**DOCUMENT EXTRACT:**
==*==

I don’t feel good right now. At all.

Therefore this post will be a little different.

When it comes to me, my music taste shifts depending on what I experience. I get new favorite songs that I relate to because of that certain event.

Also, I attach emotions with certain songs, and I’m probably not the only one who does that.

There are some songs I can’t listen to because of the painful connotations.

There are some songs I listen to to try and wipe away the painful connotations of those other songs.

I’m going to tell you about a song that brings me back to when I was six years old.

Selena Gomez-Tell Me Something I Don’t Know

Sure, it may seem stupid, but the reason why I find myself thinking of this song is because it brings me back to my life untouched by depression. A long time ago, I used to play Pixie Hollow. This was a site that was eventually closed due to lack of funding (the company couldn’t pay the staff running it) sometime in 2013.

But when I was little, I was obsessed with Pixie Hollow. And when I used YouTube when I was this young, I watched other people play Pixie Hollow.

When I call my memory forth of when I watched Pixie Hollow on YouTube, I keep remembering hearing Tell Me Something I Don’t Know in the backgrounds of loads of those videos.

Therefore, whenever I listen to it, I have the innocent, peaceful, fun connotation.

I remember what it was like 2 years before it went down the drain. I know everyone grows up and loses that feeling of youth and innocence and that type of thing. But they don’t lose their happiness.

Listening to that song that I attach to that kind of eye-of-the-hurricane feeling, it makes me realize how I really have spent a lot of my life with a dark cloud above my head.

Going through things, your interpretations of songs changes. Either you truly understand the message, you have something that it reminds you of, or perhaps it’s just a song you like that you don’t relate to.

Do you know what I mean?

And how I feel right now? I would never wish this among my worst enemies.

That’s all I have to say.

Have wonderful lives, and I want only the best for you all.

-Victoria.

*i’m not okay (i promise)*

19 thoughts on “music connotations.

  1. ah, i know what you mean. i grew up playing animal crossing! (which is how i found dan and phil, actually)

    coincidentally, i distinctively remember “i’m not okay” suddenly blasting into my ears in a sort of skit using the characters on youtube, so that song really sparks nostalgia.

==*==

**THINGS TO DO:**
1/ In the blog post about music connotations, rewrite the passage between "I’m going to" and "of those videos.", inclusive, replacing each occurrence of "Pixie Hollow" with "Club Penguin".
2/ Translate this sentence from the blog post about music connotations into Spanish: "There are some songs I can't listen to because of the painful connotations."
3/ Write what comes next in the blog post about music connotations, picking up from its final sentence.

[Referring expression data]
==*==

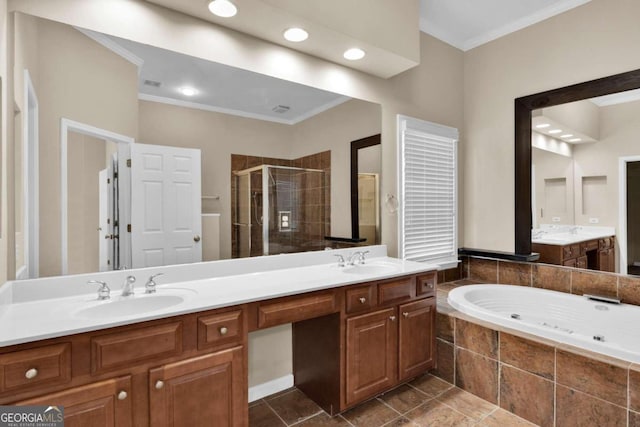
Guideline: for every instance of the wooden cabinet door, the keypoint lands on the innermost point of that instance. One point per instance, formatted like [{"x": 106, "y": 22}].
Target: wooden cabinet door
[
  {"x": 202, "y": 391},
  {"x": 416, "y": 341},
  {"x": 102, "y": 404},
  {"x": 372, "y": 354}
]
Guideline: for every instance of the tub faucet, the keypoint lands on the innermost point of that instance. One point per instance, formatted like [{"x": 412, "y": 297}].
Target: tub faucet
[{"x": 127, "y": 289}]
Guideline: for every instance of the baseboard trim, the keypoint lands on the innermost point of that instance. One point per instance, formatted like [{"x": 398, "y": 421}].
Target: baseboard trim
[{"x": 270, "y": 387}]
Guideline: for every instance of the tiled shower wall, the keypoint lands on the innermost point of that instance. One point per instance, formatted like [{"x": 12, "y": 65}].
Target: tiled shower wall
[
  {"x": 314, "y": 221},
  {"x": 547, "y": 383}
]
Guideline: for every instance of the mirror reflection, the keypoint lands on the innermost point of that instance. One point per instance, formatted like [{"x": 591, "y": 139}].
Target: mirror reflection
[
  {"x": 129, "y": 156},
  {"x": 585, "y": 182}
]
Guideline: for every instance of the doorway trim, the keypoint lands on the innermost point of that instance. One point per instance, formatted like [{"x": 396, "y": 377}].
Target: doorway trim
[
  {"x": 622, "y": 209},
  {"x": 66, "y": 126}
]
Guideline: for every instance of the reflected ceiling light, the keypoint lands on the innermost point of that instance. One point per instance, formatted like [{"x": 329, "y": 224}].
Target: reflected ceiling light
[
  {"x": 296, "y": 35},
  {"x": 353, "y": 54},
  {"x": 223, "y": 8},
  {"x": 188, "y": 91}
]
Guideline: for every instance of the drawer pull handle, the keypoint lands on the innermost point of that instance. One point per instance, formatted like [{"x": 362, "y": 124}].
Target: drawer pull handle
[{"x": 31, "y": 374}]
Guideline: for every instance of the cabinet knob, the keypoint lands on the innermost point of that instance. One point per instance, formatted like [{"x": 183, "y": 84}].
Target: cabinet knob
[{"x": 31, "y": 374}]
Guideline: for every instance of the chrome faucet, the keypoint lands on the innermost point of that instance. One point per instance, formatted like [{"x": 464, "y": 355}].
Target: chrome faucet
[
  {"x": 127, "y": 289},
  {"x": 150, "y": 286},
  {"x": 359, "y": 255},
  {"x": 104, "y": 291}
]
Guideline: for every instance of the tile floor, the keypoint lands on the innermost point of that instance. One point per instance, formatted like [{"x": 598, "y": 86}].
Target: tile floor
[{"x": 426, "y": 401}]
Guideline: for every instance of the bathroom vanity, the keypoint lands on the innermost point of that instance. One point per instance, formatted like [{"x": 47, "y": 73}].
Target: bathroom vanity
[
  {"x": 355, "y": 335},
  {"x": 582, "y": 247}
]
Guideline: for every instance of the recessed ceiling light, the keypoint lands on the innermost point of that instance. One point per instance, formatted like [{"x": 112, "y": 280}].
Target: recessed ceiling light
[
  {"x": 353, "y": 54},
  {"x": 223, "y": 8},
  {"x": 188, "y": 91},
  {"x": 296, "y": 35}
]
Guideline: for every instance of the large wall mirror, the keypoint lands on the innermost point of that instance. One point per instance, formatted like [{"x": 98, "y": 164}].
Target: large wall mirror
[
  {"x": 116, "y": 139},
  {"x": 577, "y": 174}
]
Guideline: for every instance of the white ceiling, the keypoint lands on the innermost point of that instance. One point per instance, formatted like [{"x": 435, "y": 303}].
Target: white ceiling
[
  {"x": 220, "y": 88},
  {"x": 466, "y": 24}
]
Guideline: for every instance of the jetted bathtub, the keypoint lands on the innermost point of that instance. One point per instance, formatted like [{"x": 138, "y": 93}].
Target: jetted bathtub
[{"x": 611, "y": 329}]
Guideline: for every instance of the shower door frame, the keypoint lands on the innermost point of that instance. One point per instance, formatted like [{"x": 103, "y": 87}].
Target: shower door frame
[{"x": 265, "y": 197}]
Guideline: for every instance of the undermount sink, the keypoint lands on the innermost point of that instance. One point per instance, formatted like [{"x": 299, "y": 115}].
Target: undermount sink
[
  {"x": 126, "y": 306},
  {"x": 371, "y": 269}
]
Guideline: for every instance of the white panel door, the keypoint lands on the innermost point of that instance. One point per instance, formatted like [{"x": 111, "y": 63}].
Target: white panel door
[{"x": 165, "y": 205}]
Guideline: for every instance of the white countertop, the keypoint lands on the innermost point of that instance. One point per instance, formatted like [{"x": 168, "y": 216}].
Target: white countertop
[
  {"x": 23, "y": 320},
  {"x": 567, "y": 235}
]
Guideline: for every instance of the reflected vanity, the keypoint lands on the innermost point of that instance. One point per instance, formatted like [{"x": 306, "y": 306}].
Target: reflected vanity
[
  {"x": 140, "y": 102},
  {"x": 578, "y": 187}
]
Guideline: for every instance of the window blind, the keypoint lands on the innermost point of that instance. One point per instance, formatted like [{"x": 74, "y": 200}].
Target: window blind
[{"x": 428, "y": 191}]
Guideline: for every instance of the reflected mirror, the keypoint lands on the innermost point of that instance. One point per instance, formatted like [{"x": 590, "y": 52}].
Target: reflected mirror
[
  {"x": 582, "y": 174},
  {"x": 130, "y": 156}
]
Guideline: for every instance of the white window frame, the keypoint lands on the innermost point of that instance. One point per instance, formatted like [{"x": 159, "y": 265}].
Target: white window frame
[{"x": 441, "y": 133}]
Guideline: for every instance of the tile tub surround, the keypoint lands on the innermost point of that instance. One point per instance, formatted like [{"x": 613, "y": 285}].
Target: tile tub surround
[
  {"x": 545, "y": 382},
  {"x": 556, "y": 278}
]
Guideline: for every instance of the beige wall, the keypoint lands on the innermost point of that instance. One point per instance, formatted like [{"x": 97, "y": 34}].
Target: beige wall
[
  {"x": 334, "y": 130},
  {"x": 554, "y": 197},
  {"x": 5, "y": 103},
  {"x": 85, "y": 83},
  {"x": 220, "y": 135},
  {"x": 591, "y": 41},
  {"x": 431, "y": 91}
]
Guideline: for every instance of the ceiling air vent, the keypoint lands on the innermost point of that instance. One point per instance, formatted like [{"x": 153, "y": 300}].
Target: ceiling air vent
[
  {"x": 152, "y": 83},
  {"x": 280, "y": 109}
]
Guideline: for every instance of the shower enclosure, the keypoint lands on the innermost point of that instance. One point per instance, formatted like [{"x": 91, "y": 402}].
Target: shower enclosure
[{"x": 279, "y": 209}]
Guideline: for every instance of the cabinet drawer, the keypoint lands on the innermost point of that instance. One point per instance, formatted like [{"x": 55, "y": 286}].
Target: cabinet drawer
[
  {"x": 571, "y": 251},
  {"x": 220, "y": 329},
  {"x": 360, "y": 299},
  {"x": 396, "y": 290},
  {"x": 426, "y": 285},
  {"x": 35, "y": 367},
  {"x": 605, "y": 243},
  {"x": 122, "y": 349},
  {"x": 297, "y": 308}
]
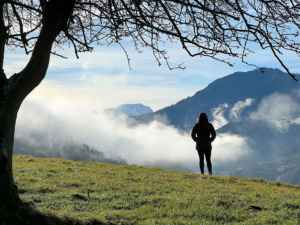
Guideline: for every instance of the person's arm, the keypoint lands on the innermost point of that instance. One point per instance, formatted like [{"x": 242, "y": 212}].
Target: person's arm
[
  {"x": 193, "y": 134},
  {"x": 213, "y": 133}
]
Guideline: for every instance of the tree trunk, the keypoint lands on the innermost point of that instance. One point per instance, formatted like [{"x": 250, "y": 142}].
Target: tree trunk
[
  {"x": 15, "y": 89},
  {"x": 9, "y": 197}
]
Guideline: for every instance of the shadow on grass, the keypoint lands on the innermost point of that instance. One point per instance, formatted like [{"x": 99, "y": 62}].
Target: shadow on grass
[{"x": 27, "y": 214}]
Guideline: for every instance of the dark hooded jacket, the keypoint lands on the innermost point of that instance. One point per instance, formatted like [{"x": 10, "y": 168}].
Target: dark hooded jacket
[{"x": 203, "y": 133}]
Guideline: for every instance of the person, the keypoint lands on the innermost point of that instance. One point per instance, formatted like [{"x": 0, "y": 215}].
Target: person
[{"x": 204, "y": 134}]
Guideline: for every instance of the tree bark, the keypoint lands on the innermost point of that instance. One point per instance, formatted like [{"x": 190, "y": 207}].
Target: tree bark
[{"x": 15, "y": 89}]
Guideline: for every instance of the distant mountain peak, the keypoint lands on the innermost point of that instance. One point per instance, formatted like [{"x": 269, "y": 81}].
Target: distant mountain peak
[{"x": 129, "y": 110}]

==*==

**ANSWERS PER TASK:**
1/
I’m going to tell you about a song that brings me back to when I was six years old.

Selena Gomez-Tell Me Something I Don’t Know

Sure, it may seem stupid, but the reason why I find myself thinking of this song is because it brings me back to my life untouched by depression. A long time ago, I used to play Club Penguin. This was a site that was eventually closed due to lack of funding (the company couldn’t pay the staff running it) sometime in 2013.

But when I was little, I was obsessed with Club Penguin. And when I used YouTube when I was this young, I watched other people play Club Penguin.

When I call my memory forth of when I watched Club Penguin on YouTube, I keep remembering hearing Tell Me Something I Don’t Know in the backgrounds of loads of those videos.

2/ Hay algunas canciones que no puedo escuchar por las connotaciones dolorosas.

3/
    AND fren, i don’t know you or what you’re feeling now, but just remember that although it might not feel like it now, your sadness is only temporary! i understand that things happen totally out of your control, but it’ll get better! you can get through it!! [says encouraging things, makes you tea, throws cats at you, etc. etc.] 🙂

    Liked by 1 person

    1. 1) isn’t it funny how we all find Dan and Phil in different ways? for me it was just like “hmm so i’ve been hearing about this dude named danisnotonfire, perhaps i should check him out” then ended up going to TATINOF a while later.
      2) that’s a funny coincidence!
      3) aww thank you! unfortunately for me, my sadness is not really classified as “temporary”, (mind problems woop), but rather, the sadness caused by certain things IS temporary. but thank you so much, i’m trying my best to have all the hope i can have that the future won’t be that terrible. it really means a lot to me when you say these things, thank you!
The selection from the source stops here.